## PROBLEM DESCRIPTION
Keeping every character as it is, transcribe the entries below.

## SUPPLIED INFORMATION
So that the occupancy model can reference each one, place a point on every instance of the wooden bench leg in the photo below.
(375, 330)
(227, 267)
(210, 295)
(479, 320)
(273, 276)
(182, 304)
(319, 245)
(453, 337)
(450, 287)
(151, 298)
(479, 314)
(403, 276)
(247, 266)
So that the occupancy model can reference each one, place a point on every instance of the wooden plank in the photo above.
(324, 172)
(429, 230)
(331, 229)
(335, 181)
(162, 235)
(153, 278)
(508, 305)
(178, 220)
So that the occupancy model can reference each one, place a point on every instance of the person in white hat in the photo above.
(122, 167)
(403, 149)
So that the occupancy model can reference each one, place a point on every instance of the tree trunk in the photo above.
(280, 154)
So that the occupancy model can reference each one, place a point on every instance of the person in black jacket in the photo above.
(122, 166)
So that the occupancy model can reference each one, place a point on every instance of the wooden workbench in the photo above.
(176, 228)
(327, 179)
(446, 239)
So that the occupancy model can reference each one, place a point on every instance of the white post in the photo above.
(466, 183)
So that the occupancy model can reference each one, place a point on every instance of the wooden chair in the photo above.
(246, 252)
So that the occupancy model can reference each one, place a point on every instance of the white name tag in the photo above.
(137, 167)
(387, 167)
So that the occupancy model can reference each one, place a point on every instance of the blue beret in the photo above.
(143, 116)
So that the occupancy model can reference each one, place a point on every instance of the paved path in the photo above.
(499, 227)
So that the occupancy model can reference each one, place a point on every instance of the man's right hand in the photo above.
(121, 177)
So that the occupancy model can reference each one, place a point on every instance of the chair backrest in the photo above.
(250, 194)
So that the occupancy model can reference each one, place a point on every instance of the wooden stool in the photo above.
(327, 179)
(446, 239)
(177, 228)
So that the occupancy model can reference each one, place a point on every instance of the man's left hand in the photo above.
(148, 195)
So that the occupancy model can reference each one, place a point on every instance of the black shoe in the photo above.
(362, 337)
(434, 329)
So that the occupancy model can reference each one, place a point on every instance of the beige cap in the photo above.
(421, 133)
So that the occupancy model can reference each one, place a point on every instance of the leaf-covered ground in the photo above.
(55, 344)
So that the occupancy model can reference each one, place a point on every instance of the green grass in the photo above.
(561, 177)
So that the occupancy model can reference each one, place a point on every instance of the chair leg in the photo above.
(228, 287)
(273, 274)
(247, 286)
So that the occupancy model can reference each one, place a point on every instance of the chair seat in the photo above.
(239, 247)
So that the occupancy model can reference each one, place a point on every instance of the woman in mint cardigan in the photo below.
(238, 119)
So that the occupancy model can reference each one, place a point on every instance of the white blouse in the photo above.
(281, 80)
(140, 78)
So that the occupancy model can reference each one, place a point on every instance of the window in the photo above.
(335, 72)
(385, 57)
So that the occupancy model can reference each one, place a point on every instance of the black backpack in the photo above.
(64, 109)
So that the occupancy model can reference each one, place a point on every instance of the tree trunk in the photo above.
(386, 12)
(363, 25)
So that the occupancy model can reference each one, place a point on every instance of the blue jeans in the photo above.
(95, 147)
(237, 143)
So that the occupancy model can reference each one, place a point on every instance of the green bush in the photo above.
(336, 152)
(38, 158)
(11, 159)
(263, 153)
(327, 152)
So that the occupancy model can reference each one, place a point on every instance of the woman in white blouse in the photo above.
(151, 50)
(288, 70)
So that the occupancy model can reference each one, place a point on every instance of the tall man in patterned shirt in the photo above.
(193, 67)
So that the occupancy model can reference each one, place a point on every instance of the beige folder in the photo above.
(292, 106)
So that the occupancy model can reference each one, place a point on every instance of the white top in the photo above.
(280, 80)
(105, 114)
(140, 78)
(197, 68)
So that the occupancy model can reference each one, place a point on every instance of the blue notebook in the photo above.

## ANSWER BELOW
So that the occupancy model can reference each one, place a point on every instance of the wooden bench leg in the photo below.
(375, 330)
(227, 267)
(210, 295)
(479, 320)
(273, 276)
(182, 304)
(319, 245)
(453, 337)
(450, 287)
(151, 298)
(479, 314)
(403, 276)
(247, 266)
So that the occupancy model can reference each one, place a point on every instance of the wooden plank in the photo above.
(324, 172)
(429, 230)
(331, 229)
(335, 181)
(162, 235)
(153, 278)
(508, 305)
(178, 220)
So that the occupancy model can reference each one, place a point on every instance of the person in white hat in the photo above.
(122, 167)
(403, 149)
So that the occupancy model can reference each one, place a point on every instance of the tree trunk in the photo above.
(280, 154)
So that the occupancy model can reference each one, place a point on every instance of the person in black jacket in the photo above.
(122, 166)
So that the occupancy model can reference each one, place a point on every instance of the wooden workbench in the photo above.
(176, 228)
(327, 179)
(446, 239)
So that the occupancy model can reference each one, place a point on every instance of the white post in the photo above.
(466, 183)
So that the occupancy model can reference each one, place a point on every instance of the wooden chair in the photo above.
(246, 252)
So that the occupancy model can reference each one, place a point on every instance of the white name tag in the photo above.
(137, 167)
(387, 167)
So that the occupancy model can reference each one, place a point on every instance of the blue beret in the photo above.
(143, 116)
So that the occupancy model can reference each one, place a point on every instance of the paved path in the photo above.
(499, 227)
So that the occupancy model can reference each one, place a point on every instance of the man's right hand in the photo above.
(121, 177)
So that the occupancy model can reference each one, place a point on every instance of the chair backrest in the photo above.
(250, 194)
So that the occupancy model can reference each one, place a point on every instance of the wooden stool in the photo above.
(327, 179)
(446, 239)
(177, 228)
So that the occupancy model can reference each one, place a point on every instance of the man's left hand in the photo above.
(148, 195)
So that the occupancy model can reference each one, place a point on every instance of the black shoe in the photo above.
(362, 337)
(434, 329)
So that the occupancy model can reference each one, place a point on every instance of the beige cap in the photo above.
(421, 133)
So that the occupancy model can reference each one, place a point on every instance of the leaf-covered ground in the photo above.
(55, 344)
So that the occupancy model can reference each one, place a point on every instance of the green grass in the photo above.
(561, 177)
So that the occupancy model can reference each one, place a point on every instance of the chair leg in the photo above.
(228, 287)
(273, 274)
(247, 286)
So that the occupancy model can reference each one, place a point on every instance of the chair seat in the photo above.
(239, 247)
So that the occupancy model can reference each one, place a point on every instance of the woman in mint cardigan in the photo below.
(238, 119)
So that the occupancy model can reference each one, place a point on every instance of the white blouse in the photo above.
(281, 80)
(140, 78)
So that the occupancy model can reference each one, place a point on every instance of the window in the photo above.
(335, 72)
(385, 57)
So that the occupancy model can reference each one, place a point on every instance of the black backpack in the photo above.
(64, 109)
So that the occupancy model can reference each one, place a point on every instance of the tree trunk in the photo above.
(386, 12)
(363, 25)
So that the occupancy model can reference each one, place a point on every instance of the blue jeans in the photo above.
(95, 147)
(237, 143)
So that the occupancy model can reference each one, place a point on every instance of the green bush in the photo above.
(336, 152)
(38, 158)
(11, 159)
(263, 153)
(327, 152)
So that the occupancy model can reference each one, place a point on every instance of the woman in white blouse in the photo above.
(151, 50)
(288, 70)
So that the occupancy model can reference each one, place a point on every instance of the tall man in patterned shirt in the photo above.
(193, 67)
So that the occupancy model can reference each one, place a point on every instance of the beige folder in the photo above.
(292, 106)
So that the occupancy model can reference each one, place a point on every instance of the white top in the photo above.
(280, 80)
(105, 114)
(140, 78)
(197, 68)
So that the occupancy model can reference each one, place a point on every instance of the blue notebook in the photo above.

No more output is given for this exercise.